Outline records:
---+---

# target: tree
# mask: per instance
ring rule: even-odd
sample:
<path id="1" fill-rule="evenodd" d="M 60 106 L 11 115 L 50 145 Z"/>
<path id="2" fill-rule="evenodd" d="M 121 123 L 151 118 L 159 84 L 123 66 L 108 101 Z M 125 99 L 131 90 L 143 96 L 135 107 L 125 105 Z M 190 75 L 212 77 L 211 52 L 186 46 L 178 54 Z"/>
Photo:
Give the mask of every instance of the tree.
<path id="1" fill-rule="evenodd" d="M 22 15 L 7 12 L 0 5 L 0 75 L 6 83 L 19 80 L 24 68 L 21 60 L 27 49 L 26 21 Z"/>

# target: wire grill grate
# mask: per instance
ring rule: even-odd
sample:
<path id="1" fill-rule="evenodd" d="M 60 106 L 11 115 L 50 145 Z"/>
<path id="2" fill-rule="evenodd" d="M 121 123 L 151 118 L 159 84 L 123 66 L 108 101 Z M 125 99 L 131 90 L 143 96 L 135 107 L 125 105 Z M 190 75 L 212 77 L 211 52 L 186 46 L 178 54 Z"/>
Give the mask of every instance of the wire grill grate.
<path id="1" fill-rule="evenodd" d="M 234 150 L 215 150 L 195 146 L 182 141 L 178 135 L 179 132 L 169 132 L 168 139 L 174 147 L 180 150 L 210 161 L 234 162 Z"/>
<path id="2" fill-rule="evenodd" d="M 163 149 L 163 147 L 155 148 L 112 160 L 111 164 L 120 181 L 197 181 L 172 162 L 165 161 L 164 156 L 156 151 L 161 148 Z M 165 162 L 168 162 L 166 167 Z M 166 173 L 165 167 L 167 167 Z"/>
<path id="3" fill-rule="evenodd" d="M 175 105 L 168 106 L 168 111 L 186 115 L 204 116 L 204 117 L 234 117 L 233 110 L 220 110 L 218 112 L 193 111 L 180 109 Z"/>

---+---

Write every line of the items as a JSON list of strings, one string per line, with blank lines left out. Start at the first line of the items and end with the line that contains "22 15 L 7 12", including both.

[
  "# target: tree",
  "# mask: per instance",
  "ring rule: even-odd",
  "sample:",
  "<path id=\"1\" fill-rule=\"evenodd\" d=\"M 60 106 L 11 115 L 50 145 Z\"/>",
  "<path id=\"2\" fill-rule=\"evenodd\" d=\"M 121 123 L 151 118 L 159 84 L 123 66 L 108 101 Z M 125 99 L 131 90 L 143 96 L 135 107 L 125 105 Z M 190 75 L 212 77 L 211 52 L 186 46 L 178 54 Z\"/>",
  "Photo:",
  "Give the mask of every instance of the tree.",
  "<path id=\"1\" fill-rule=\"evenodd\" d=\"M 22 15 L 7 12 L 0 5 L 0 75 L 6 83 L 19 80 L 24 68 L 21 60 L 27 49 L 26 21 Z\"/>"
]